▸ Exercise instructions:
Copy the lines of the listing below word for word, starting at the line containing "Query: bright sky" and ending at the line containing "Query: sandstone cliff".

── Dataset records ──

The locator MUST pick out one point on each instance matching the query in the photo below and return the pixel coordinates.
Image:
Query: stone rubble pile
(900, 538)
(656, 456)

───
── Dataset records ──

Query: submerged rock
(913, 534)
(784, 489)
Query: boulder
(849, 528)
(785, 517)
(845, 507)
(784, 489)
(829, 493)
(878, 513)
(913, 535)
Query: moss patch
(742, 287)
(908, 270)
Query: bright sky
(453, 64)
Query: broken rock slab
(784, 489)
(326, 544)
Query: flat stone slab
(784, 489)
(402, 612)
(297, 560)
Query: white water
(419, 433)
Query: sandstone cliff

───
── Dataset records ──

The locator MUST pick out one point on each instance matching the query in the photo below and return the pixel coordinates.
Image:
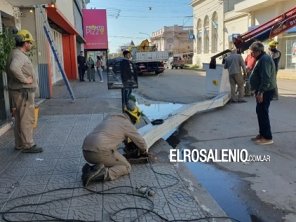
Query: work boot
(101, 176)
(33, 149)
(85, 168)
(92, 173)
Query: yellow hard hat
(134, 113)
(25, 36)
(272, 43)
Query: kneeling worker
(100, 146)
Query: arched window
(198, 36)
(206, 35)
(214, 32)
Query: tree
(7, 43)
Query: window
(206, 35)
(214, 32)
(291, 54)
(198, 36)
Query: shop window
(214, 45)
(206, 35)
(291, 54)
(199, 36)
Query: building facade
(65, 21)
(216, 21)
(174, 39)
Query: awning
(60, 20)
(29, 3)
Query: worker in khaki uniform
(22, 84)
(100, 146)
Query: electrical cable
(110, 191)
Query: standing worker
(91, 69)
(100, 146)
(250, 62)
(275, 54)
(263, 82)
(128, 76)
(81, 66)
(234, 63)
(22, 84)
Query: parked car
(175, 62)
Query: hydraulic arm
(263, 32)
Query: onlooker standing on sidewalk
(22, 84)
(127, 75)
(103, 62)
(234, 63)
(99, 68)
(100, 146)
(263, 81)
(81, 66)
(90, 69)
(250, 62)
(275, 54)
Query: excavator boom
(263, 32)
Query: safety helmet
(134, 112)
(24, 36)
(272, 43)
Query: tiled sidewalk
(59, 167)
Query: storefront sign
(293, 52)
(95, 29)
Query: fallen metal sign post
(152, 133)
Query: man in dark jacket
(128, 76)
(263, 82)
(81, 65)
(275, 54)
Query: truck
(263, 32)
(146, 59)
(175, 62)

───

▸ Task solution:
Query: bright sky
(453, 64)
Query: broken rock slab
(784, 489)
(326, 544)
Query: flat stone slab
(784, 489)
(402, 612)
(297, 560)
Query: white water
(419, 433)
Query: sandstone cliff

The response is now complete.